Brief:
Each line below must be transcribed with no word changed.

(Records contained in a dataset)
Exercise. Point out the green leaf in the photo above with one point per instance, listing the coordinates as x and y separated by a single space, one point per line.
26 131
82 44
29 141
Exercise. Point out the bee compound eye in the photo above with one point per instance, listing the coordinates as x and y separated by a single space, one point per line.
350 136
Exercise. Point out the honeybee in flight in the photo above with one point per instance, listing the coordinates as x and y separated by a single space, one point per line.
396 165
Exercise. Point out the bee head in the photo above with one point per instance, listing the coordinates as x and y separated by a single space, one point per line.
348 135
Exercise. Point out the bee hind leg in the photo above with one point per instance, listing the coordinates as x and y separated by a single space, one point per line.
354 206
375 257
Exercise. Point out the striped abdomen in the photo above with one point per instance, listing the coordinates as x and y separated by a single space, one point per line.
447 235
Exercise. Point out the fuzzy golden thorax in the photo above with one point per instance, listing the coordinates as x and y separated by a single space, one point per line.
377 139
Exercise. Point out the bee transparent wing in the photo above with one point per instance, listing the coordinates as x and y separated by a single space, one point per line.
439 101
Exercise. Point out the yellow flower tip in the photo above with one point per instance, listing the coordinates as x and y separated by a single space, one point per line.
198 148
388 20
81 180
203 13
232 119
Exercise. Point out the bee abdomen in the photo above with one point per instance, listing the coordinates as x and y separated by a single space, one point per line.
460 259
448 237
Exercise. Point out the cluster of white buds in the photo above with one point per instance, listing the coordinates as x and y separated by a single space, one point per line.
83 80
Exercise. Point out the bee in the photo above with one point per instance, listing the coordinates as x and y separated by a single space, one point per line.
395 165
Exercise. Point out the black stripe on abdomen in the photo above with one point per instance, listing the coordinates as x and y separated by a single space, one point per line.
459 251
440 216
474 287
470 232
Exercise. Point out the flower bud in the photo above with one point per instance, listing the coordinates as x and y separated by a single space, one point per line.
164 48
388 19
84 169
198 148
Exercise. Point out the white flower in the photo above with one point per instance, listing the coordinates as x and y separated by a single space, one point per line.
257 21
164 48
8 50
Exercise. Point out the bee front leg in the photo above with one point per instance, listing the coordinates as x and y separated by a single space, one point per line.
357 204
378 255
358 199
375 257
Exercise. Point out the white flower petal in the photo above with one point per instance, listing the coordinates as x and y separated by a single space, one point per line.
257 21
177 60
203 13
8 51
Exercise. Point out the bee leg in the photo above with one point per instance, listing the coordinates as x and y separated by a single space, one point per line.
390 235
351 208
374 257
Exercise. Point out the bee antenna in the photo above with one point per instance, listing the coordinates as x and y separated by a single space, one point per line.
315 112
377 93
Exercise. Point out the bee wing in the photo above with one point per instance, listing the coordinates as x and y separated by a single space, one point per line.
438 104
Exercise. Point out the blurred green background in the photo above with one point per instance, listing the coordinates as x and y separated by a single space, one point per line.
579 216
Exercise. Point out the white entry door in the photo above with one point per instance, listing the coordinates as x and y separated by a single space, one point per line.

Exercise answer:
Exercise. Point out the green leaf in the photo above with one point per instance, listing the coordinates as x and y separated by a single space, one point per line.
26 131
82 44
29 141
Exercise. Point out the bee compound eye in the photo above with one point per instance, listing the coordinates as x and y separated by a single space, one point per line.
350 136
Exercise. Point out the honeybee in flight in the photo above with one point per instance, listing the coordinates as x and y separated by a single space, one point per line.
396 165
Exercise. Point out the bee head in the photo above with one point per instance, listing the coordinates as x and y separated by a single space, one point per line.
348 135
Exercise. Point out the bee hind leg in the photo above with one point per instance, listing the coordinates as x and y separated by a single space, one point per line.
354 206
375 257
Exercise. Point out the striped abdomen in the photo above with one point per instance, listing the coordinates as x and y separated by a single space, one point per line.
447 235
Exercise. Point out the fuzzy golden thorax in the photo above with one point per instance, listing the coordinates as x and y separated by a single space, one point per line.
377 139
Exercise. Point out the bee transparent wing in the photo above with one point per instance, listing the coordinates as x and y separated by a single space, one point per line.
439 101
Exercise. Point out the yellow flower tip in the photo above with one point per instance, listing the coordinates as x and y separated by a single space, one point per line.
198 148
388 20
81 180
203 13
232 119
Exercise. Point out the bee abdomen in the photo above with one point per instance, listing the coordinates as x and y separated by a single space, one point per line.
460 259
448 237
Exercise. Point out the cluster of white buds in the photo above with one point per instance, listing the coordinates as x and y separated by a single space, one point per line.
83 80
Exercise. Point out the bee in the photo above with one point per instance, listing the coordinates as x and y separated by a single space, one point per line.
395 165
Exercise. Point out the black stripe on abdomen in the photo above with one point per instance, listing the coordinates as x and y separated by a single space, one point per line.
459 251
440 216
474 287
470 232
Exercise. Point out the flower bud in the photo above with one point per instance, listing the coordinates as x and y separated by a single space, one point per line.
164 48
388 19
84 169
198 148
Exercise. Point out the white flower in the photo above with one point per instance, listing the coordinates as x and y separated by a single space, one point per line.
257 21
164 48
8 50
Exercise. Point out the bee front leg in the photo above with one point per instance, listing the coordinates as x and y separated by a single space, one point per line.
357 204
378 255
358 199
375 257
Exercise. Point out the white flower petal in the photo above with one point per instance, listing the coordinates as x and y separated by a single space, one point per line.
257 21
177 60
203 13
8 51
Exercise. Point out the bee leg in the photo above with one point per instance, listing the coordinates as x and y separated by a single space, one point per line.
390 235
351 208
374 257
Exercise. Point out the bee antenna in the photo above with one point per instance, listing the coordinates as x and y separated by a single space, one point per line.
315 112
377 93
Exercise. Point out the bee wing in the photo above with one point per instance, listing the coordinates as x and y separated by a single space, one point per line.
438 104
Exercise. Point out the blurred green background in the photo above with one point per instance, listing the coordinates as x and y separated by a single space, one point per line.
579 216
Exercise. Point out the white entry door in the photo above with one point per instance, listing the coordinates as x and y separated by a single space, one point per line.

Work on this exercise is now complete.